_EXERCISE INSTRUCTIONS_: Reproduce the part of the records that opens with the line containing "Note: point out the person in orange life" and closes with the line containing "point(54, 129)", substituting "stony riverbank" for "rocky riverbank" and leaving everything else unchanged.

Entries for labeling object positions
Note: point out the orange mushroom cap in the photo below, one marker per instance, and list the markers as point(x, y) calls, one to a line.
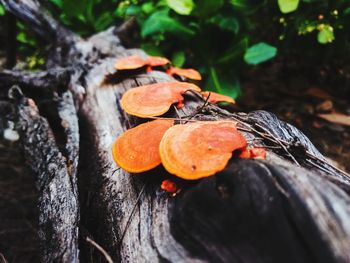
point(157, 61)
point(154, 99)
point(216, 97)
point(130, 62)
point(169, 186)
point(254, 153)
point(187, 73)
point(196, 150)
point(137, 149)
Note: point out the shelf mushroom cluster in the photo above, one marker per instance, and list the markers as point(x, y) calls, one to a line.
point(189, 151)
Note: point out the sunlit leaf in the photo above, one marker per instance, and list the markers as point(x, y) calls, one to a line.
point(235, 52)
point(207, 7)
point(259, 53)
point(178, 59)
point(160, 22)
point(182, 7)
point(325, 36)
point(2, 10)
point(287, 6)
point(225, 84)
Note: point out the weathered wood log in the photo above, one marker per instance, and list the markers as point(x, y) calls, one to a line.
point(293, 207)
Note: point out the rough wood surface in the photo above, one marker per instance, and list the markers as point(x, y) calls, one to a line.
point(292, 207)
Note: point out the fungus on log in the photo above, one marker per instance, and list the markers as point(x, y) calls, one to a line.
point(187, 73)
point(291, 207)
point(155, 99)
point(214, 97)
point(137, 149)
point(197, 150)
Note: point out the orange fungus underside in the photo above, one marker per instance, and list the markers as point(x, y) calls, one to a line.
point(169, 186)
point(135, 62)
point(157, 61)
point(130, 62)
point(187, 73)
point(216, 97)
point(154, 99)
point(196, 150)
point(253, 153)
point(137, 150)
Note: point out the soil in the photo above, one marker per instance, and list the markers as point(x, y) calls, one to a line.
point(293, 97)
point(298, 98)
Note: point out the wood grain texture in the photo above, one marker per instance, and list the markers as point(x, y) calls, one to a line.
point(292, 207)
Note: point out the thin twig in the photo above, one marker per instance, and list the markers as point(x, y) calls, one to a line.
point(131, 215)
point(99, 248)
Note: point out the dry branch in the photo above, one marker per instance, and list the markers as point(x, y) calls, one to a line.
point(293, 207)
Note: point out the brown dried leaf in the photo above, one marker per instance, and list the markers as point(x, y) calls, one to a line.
point(337, 118)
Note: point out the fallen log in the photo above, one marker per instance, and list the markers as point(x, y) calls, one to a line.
point(292, 207)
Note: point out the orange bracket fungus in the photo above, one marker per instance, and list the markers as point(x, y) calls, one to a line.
point(216, 97)
point(131, 62)
point(157, 61)
point(135, 62)
point(155, 99)
point(137, 150)
point(187, 73)
point(196, 150)
point(254, 153)
point(169, 186)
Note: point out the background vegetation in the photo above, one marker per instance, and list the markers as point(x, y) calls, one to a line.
point(221, 38)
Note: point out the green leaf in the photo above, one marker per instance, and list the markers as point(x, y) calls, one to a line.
point(178, 59)
point(103, 21)
point(325, 36)
point(160, 22)
point(222, 84)
point(151, 49)
point(207, 7)
point(259, 53)
point(133, 10)
point(2, 10)
point(229, 24)
point(74, 8)
point(23, 38)
point(147, 8)
point(182, 7)
point(58, 3)
point(288, 6)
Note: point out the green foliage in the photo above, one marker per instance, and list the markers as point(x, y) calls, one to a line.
point(218, 37)
point(182, 7)
point(287, 6)
point(208, 35)
point(259, 53)
point(2, 10)
point(85, 16)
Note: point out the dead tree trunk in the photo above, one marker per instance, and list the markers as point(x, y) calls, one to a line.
point(293, 207)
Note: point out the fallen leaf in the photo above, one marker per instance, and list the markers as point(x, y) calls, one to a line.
point(318, 93)
point(337, 118)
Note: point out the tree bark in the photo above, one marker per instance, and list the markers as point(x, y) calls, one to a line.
point(292, 207)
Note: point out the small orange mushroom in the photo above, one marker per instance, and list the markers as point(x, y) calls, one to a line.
point(155, 99)
point(157, 61)
point(187, 73)
point(130, 62)
point(253, 153)
point(196, 150)
point(216, 97)
point(135, 62)
point(137, 149)
point(169, 186)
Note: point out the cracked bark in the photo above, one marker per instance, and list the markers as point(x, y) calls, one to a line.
point(253, 211)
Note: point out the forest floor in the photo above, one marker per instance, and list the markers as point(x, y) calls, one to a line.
point(294, 99)
point(297, 100)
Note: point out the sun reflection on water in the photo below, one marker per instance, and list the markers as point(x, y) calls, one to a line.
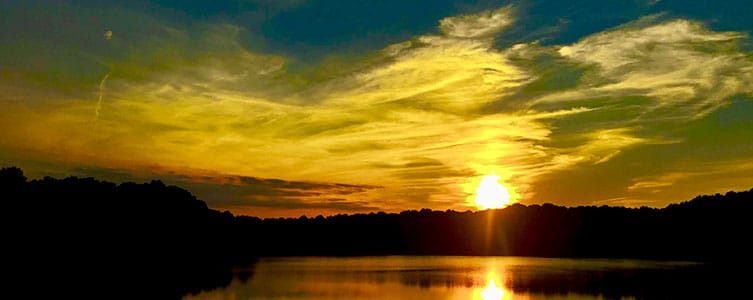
point(494, 289)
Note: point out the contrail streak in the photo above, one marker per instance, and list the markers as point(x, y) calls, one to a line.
point(99, 102)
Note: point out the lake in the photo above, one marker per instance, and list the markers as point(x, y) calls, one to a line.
point(482, 278)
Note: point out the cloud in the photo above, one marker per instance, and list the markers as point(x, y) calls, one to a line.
point(416, 124)
point(481, 25)
point(687, 70)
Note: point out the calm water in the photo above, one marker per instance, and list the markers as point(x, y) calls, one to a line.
point(483, 278)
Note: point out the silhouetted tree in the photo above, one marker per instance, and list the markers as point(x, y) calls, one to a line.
point(153, 237)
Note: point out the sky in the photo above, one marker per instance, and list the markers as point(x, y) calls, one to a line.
point(279, 108)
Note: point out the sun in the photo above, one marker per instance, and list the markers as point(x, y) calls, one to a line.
point(491, 194)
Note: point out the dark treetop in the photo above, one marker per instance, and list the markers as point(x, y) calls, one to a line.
point(82, 233)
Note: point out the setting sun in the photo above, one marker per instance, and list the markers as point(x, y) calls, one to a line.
point(491, 194)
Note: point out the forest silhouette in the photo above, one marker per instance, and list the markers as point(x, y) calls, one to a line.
point(150, 236)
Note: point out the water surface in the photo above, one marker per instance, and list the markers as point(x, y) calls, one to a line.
point(450, 277)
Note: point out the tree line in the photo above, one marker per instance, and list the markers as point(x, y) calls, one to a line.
point(145, 235)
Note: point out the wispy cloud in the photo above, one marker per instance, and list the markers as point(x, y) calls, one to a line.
point(415, 124)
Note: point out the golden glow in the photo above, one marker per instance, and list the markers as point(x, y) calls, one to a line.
point(491, 194)
point(492, 292)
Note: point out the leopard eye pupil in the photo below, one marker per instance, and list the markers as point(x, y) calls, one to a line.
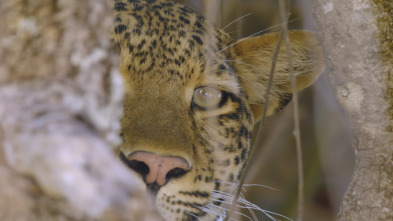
point(207, 97)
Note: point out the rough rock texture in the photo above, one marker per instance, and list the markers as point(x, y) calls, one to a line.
point(60, 108)
point(357, 39)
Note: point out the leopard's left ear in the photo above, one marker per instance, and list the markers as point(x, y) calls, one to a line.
point(253, 58)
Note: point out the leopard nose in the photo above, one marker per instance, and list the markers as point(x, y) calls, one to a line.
point(156, 168)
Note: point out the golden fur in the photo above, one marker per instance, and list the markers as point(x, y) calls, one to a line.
point(167, 51)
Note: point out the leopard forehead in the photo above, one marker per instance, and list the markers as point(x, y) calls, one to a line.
point(159, 36)
point(166, 51)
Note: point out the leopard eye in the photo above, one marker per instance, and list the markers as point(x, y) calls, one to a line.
point(207, 97)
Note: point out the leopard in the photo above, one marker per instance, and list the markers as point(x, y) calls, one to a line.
point(192, 96)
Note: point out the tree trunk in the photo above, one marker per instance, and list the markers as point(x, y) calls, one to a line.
point(357, 38)
point(60, 108)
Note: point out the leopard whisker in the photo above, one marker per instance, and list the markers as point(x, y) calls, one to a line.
point(236, 20)
point(244, 204)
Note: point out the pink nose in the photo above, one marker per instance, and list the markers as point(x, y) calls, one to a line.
point(157, 169)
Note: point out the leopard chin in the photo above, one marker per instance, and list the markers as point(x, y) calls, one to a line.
point(192, 96)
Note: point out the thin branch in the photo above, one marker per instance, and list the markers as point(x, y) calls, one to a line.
point(284, 28)
point(259, 137)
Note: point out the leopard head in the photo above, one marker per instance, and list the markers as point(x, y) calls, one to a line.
point(192, 95)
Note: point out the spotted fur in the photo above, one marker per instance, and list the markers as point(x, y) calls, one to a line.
point(167, 51)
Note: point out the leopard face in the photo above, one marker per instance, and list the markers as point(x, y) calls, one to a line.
point(192, 95)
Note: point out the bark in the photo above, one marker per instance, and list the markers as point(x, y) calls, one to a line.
point(60, 108)
point(357, 39)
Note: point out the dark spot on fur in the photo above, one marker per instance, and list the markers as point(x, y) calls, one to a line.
point(197, 39)
point(120, 28)
point(120, 6)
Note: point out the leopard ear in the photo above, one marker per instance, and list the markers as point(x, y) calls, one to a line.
point(253, 58)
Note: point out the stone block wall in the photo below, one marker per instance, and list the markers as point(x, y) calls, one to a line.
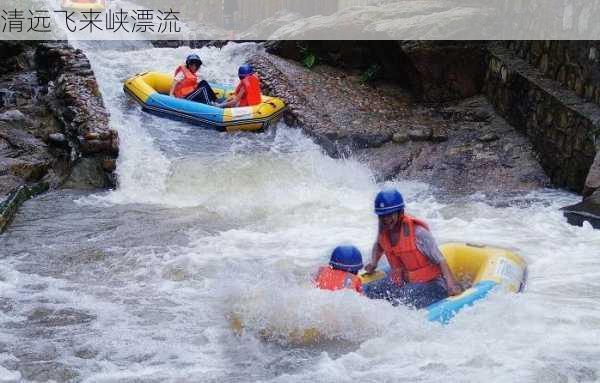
point(562, 126)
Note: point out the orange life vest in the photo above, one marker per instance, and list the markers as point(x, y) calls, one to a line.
point(332, 279)
point(251, 85)
point(188, 84)
point(406, 256)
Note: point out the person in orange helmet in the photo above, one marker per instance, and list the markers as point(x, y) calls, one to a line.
point(187, 84)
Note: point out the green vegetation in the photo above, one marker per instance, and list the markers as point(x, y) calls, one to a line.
point(371, 73)
point(309, 60)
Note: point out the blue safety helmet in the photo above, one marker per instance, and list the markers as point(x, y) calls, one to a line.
point(193, 59)
point(346, 258)
point(389, 201)
point(245, 70)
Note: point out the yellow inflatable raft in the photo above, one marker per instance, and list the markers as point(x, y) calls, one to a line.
point(151, 90)
point(481, 269)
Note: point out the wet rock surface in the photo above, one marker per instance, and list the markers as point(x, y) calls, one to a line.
point(586, 211)
point(460, 148)
point(52, 120)
point(437, 71)
point(561, 125)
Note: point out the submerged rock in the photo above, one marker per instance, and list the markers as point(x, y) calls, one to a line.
point(384, 126)
point(52, 120)
point(586, 211)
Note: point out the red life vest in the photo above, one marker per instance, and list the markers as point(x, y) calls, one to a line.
point(251, 85)
point(332, 279)
point(188, 84)
point(405, 255)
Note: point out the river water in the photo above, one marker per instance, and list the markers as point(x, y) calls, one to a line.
point(138, 284)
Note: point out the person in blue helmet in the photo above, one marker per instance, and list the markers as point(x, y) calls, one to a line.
point(419, 274)
point(187, 83)
point(247, 93)
point(342, 272)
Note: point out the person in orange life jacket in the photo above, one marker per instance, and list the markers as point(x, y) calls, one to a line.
point(419, 273)
point(186, 83)
point(247, 92)
point(344, 265)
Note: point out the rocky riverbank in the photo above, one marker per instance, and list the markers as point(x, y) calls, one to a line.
point(459, 147)
point(54, 129)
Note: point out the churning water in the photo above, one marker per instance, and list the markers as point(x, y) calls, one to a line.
point(138, 284)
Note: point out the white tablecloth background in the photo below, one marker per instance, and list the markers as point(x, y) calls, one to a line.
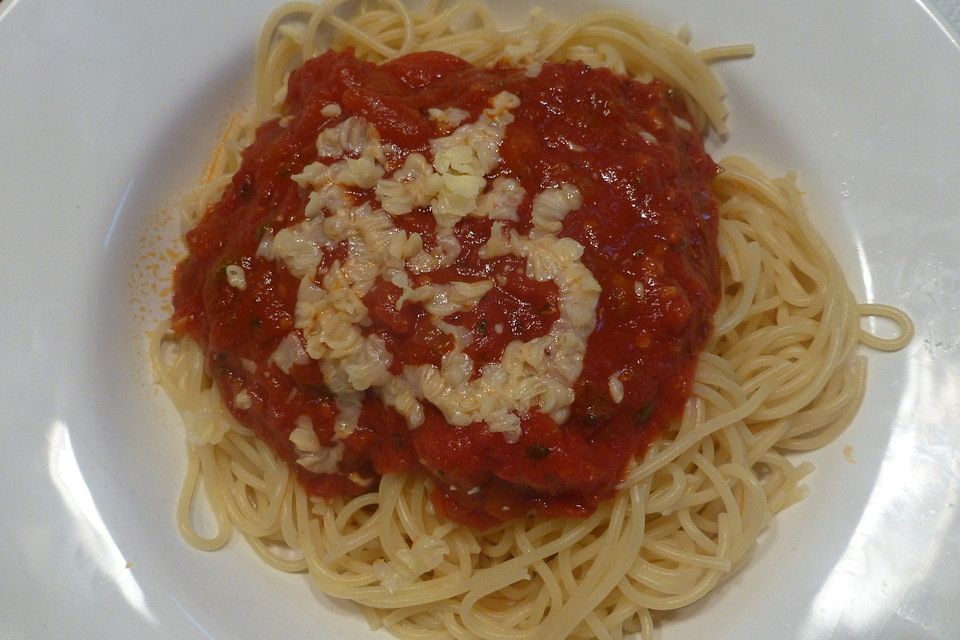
point(949, 9)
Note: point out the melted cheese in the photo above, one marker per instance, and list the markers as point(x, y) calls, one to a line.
point(330, 316)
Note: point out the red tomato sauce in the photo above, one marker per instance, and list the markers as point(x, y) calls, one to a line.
point(648, 217)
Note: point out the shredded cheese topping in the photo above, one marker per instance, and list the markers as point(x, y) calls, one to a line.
point(331, 316)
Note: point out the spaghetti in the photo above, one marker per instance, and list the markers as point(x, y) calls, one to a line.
point(779, 373)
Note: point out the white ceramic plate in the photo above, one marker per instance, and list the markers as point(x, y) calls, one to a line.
point(108, 109)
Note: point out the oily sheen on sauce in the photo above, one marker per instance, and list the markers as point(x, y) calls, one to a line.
point(648, 223)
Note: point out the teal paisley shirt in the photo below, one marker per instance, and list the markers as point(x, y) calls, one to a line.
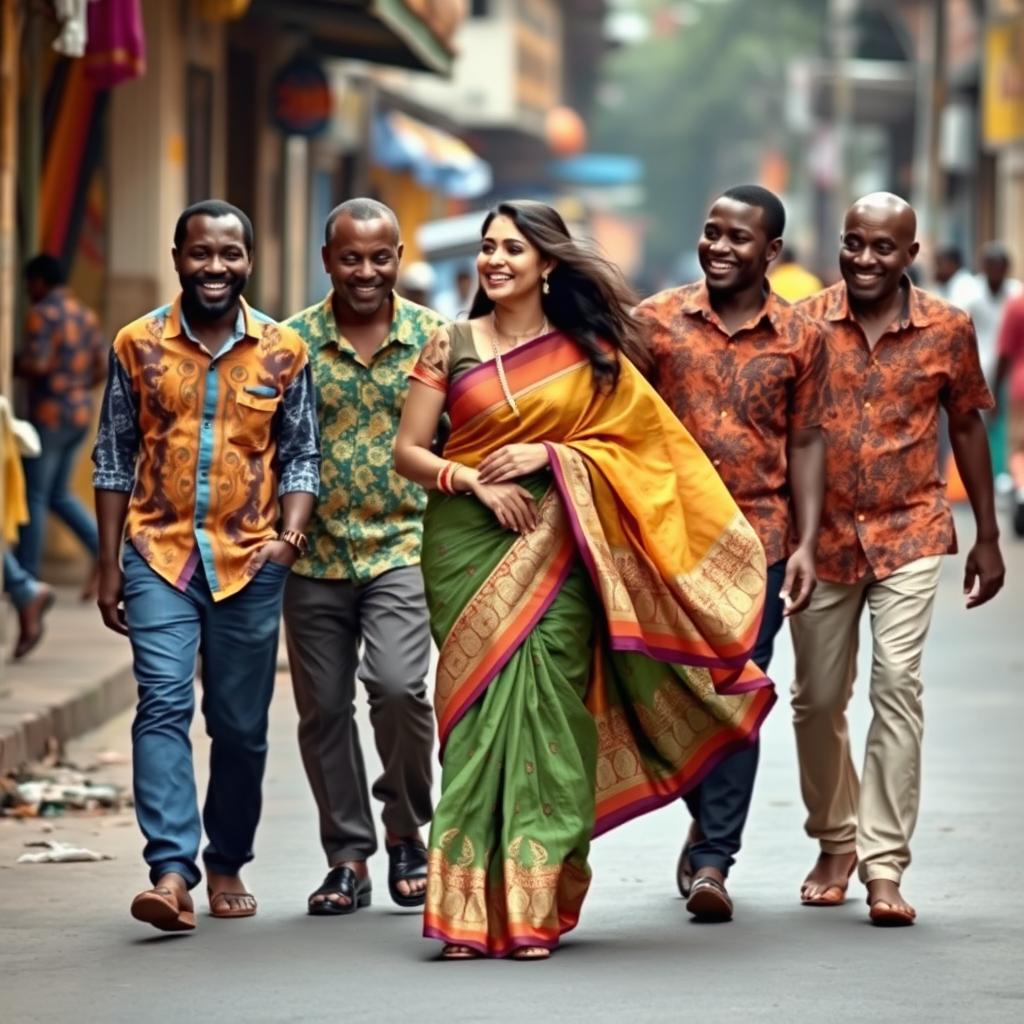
point(368, 518)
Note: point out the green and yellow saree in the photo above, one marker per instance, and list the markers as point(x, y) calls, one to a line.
point(592, 670)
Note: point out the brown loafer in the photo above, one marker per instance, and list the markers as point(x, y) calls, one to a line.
point(709, 900)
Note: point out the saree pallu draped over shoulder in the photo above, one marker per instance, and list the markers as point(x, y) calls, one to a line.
point(592, 670)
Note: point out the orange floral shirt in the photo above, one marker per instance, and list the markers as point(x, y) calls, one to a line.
point(885, 499)
point(206, 445)
point(740, 395)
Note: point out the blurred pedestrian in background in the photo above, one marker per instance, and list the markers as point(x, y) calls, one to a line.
point(790, 280)
point(1010, 383)
point(32, 598)
point(745, 374)
point(896, 355)
point(992, 289)
point(953, 282)
point(62, 360)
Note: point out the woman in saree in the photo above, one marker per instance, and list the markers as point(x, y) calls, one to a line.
point(594, 591)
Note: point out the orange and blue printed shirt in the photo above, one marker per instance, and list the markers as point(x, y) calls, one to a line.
point(206, 444)
point(64, 359)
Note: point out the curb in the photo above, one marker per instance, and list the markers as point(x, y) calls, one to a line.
point(31, 714)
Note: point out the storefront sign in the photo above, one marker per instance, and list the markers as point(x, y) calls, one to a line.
point(300, 97)
point(1004, 98)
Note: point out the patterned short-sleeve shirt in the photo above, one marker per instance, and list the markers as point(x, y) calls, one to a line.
point(368, 519)
point(740, 394)
point(885, 498)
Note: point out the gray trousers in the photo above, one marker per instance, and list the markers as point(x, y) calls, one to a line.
point(325, 623)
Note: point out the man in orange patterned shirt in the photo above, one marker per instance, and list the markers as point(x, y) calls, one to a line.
point(208, 437)
point(897, 354)
point(744, 372)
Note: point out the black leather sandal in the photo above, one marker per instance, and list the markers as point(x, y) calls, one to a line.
point(407, 862)
point(340, 882)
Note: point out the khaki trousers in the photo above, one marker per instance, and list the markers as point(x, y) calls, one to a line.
point(876, 815)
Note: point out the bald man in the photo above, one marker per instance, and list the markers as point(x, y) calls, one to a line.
point(897, 354)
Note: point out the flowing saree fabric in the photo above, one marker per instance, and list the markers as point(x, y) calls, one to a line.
point(591, 670)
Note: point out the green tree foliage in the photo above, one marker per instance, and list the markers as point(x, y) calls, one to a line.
point(698, 102)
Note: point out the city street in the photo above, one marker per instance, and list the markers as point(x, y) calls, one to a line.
point(70, 951)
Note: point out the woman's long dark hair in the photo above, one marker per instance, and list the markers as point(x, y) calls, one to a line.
point(589, 299)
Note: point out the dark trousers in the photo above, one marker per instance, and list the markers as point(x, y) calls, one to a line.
point(326, 624)
point(720, 804)
point(238, 640)
point(47, 484)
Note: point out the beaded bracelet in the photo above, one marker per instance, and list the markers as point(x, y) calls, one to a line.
point(445, 478)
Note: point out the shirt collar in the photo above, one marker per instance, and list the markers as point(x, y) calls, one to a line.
point(914, 311)
point(400, 309)
point(175, 326)
point(698, 304)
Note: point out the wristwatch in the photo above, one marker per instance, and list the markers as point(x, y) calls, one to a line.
point(296, 539)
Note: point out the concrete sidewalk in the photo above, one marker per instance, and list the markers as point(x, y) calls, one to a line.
point(78, 678)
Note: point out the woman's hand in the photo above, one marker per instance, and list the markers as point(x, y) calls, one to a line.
point(513, 506)
point(511, 462)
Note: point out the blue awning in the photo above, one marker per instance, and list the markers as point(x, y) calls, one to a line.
point(436, 159)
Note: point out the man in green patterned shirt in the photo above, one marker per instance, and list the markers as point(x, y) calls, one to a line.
point(359, 582)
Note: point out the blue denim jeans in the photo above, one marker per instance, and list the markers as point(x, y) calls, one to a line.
point(16, 583)
point(237, 639)
point(720, 804)
point(47, 478)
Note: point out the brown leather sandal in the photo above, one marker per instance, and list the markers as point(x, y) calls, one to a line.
point(834, 895)
point(453, 950)
point(228, 910)
point(530, 953)
point(884, 914)
point(160, 908)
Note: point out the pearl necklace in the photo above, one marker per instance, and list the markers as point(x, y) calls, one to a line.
point(499, 365)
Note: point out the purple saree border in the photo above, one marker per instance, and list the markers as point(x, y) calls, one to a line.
point(655, 801)
point(637, 645)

_RESPONSE_:
Note: point out the person in orange life jacket in the photo above, one marker per instance, and list the markers as point(x, y) calls, one to a line.
point(419, 273)
point(186, 83)
point(247, 92)
point(344, 265)
Note: point out the stony riverbank in the photo above, one marker per instance, and list the markers as point(x, y) calls, one to a line.
point(459, 147)
point(54, 129)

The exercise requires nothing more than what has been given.